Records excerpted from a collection
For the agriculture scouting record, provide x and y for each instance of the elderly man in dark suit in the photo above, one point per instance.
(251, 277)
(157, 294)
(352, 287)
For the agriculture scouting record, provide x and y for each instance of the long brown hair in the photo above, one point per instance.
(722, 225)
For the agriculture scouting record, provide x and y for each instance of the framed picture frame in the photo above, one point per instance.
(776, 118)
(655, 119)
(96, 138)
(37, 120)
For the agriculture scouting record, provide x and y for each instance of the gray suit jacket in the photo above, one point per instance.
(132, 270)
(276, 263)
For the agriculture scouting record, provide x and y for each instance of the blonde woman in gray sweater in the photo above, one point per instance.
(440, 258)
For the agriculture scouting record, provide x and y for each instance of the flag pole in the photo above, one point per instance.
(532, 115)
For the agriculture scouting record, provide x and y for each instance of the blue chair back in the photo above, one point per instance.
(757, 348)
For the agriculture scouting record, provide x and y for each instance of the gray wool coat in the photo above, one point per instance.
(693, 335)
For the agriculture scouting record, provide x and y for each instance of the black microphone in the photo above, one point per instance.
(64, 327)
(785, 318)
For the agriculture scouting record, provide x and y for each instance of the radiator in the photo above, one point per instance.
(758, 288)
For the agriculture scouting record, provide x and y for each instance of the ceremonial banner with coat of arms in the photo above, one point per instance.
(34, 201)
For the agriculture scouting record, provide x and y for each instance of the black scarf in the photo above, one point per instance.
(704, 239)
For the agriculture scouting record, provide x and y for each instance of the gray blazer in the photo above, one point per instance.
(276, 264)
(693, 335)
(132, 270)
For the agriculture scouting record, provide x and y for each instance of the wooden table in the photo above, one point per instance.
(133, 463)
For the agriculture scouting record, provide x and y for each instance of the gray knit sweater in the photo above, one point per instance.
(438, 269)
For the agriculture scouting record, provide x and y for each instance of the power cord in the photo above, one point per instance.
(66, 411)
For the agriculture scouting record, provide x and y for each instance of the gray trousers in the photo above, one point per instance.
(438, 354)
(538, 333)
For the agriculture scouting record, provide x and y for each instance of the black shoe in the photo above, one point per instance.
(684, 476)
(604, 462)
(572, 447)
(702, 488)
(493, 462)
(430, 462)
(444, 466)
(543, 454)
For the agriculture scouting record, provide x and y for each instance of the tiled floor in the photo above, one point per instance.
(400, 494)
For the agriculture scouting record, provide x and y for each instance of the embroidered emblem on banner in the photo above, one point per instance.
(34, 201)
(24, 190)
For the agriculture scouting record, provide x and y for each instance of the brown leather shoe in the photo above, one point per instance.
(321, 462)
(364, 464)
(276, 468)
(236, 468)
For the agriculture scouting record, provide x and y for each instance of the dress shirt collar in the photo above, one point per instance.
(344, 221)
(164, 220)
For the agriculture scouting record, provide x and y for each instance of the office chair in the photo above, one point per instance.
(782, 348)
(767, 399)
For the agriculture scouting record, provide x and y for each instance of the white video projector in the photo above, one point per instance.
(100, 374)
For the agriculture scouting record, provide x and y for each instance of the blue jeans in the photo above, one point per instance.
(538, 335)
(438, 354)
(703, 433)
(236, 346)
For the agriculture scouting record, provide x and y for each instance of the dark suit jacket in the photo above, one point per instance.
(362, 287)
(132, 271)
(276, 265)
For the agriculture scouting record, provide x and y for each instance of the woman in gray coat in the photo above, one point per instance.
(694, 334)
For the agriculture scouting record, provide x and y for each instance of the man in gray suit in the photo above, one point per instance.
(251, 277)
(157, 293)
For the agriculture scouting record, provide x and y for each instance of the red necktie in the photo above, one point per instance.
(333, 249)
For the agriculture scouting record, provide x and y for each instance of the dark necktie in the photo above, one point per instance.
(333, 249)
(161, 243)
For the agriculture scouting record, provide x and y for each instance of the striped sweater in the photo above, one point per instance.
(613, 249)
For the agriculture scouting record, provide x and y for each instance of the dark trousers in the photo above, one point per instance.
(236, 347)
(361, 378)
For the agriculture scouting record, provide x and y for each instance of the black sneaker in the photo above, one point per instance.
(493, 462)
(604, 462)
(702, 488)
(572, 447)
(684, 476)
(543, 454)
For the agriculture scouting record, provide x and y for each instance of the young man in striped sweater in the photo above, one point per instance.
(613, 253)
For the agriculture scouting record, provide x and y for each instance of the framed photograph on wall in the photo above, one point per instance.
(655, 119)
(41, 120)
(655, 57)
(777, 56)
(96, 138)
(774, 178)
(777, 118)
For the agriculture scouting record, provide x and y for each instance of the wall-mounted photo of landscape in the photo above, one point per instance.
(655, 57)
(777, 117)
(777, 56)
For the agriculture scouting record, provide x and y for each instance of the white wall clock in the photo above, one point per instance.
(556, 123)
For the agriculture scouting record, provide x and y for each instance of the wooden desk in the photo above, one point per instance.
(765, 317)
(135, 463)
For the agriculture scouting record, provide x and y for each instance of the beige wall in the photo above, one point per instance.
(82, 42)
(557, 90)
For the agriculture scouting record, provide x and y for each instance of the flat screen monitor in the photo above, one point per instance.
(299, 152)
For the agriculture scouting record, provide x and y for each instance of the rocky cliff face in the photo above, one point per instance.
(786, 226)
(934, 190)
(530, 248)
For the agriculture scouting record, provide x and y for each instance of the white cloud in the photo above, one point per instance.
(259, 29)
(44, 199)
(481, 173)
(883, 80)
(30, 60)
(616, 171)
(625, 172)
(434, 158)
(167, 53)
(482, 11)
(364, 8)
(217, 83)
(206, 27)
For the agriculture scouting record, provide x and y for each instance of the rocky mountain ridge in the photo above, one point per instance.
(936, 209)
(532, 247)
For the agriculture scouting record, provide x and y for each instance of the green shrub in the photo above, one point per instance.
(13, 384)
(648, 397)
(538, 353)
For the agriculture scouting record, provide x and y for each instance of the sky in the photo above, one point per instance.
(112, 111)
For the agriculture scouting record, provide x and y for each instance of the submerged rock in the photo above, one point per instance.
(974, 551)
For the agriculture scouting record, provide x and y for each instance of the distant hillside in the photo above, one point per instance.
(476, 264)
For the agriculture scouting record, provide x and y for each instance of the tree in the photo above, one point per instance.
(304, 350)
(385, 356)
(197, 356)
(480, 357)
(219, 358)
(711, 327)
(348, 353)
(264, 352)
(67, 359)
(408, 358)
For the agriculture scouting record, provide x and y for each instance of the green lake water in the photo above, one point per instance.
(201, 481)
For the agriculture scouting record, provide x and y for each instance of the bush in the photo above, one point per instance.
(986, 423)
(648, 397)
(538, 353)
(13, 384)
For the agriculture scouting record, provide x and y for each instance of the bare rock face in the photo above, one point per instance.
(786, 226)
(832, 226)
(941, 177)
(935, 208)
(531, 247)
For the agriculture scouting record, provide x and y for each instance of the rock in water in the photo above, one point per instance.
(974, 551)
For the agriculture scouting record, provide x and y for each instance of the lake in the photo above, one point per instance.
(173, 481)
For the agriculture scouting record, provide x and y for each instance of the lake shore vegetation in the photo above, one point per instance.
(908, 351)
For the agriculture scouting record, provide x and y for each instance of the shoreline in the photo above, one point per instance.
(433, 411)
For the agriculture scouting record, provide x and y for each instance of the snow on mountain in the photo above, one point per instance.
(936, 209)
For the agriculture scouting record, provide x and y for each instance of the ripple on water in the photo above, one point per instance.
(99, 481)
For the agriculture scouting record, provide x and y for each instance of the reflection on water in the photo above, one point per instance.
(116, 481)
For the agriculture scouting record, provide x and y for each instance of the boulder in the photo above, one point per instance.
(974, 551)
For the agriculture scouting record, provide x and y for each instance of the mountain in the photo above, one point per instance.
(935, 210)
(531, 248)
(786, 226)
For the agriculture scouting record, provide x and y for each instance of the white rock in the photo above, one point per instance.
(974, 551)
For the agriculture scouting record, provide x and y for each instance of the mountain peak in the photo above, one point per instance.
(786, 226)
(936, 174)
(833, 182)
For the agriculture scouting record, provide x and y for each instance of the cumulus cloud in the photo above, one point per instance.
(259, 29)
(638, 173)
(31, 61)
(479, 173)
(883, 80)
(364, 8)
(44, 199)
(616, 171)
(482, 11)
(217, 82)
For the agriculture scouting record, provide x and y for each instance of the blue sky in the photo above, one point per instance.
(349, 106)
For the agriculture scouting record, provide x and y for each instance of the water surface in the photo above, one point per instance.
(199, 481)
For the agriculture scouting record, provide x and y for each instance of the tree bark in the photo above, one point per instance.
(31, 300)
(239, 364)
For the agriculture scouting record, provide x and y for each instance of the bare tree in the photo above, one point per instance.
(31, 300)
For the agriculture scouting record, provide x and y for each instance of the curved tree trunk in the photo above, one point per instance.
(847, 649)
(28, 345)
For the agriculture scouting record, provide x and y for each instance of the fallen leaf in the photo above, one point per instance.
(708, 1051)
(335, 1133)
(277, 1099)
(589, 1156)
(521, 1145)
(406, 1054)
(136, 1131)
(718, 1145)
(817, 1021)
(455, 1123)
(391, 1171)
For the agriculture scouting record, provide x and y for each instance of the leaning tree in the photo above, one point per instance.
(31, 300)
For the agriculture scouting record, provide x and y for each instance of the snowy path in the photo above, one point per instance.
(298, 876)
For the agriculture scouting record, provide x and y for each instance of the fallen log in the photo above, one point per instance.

◆ **About this exercise**
Beginning at the line that holds "the fallen leaf", copy every line through the end of the entries exactly as given, and only those lines.

◆ **Output for this exercise**
For the agriculture scouting record, provide x and y for each instance of the fallen leaf in the photo above, one point per instance.
(708, 1051)
(335, 1133)
(277, 1099)
(589, 1156)
(521, 1145)
(406, 1054)
(136, 1131)
(718, 1145)
(817, 1021)
(455, 1123)
(391, 1171)
For the agriculture scouting record, provide x and y for each instance of the leaning tree in the photo above, one point per instance.
(31, 300)
For the agriculture scouting record, provide x and y for each instance of the snowy path in the photo above, one point per instance.
(298, 876)
For the agriculture scouting record, provide x and y for each instance of the fallen log in the photo above, one point per instance.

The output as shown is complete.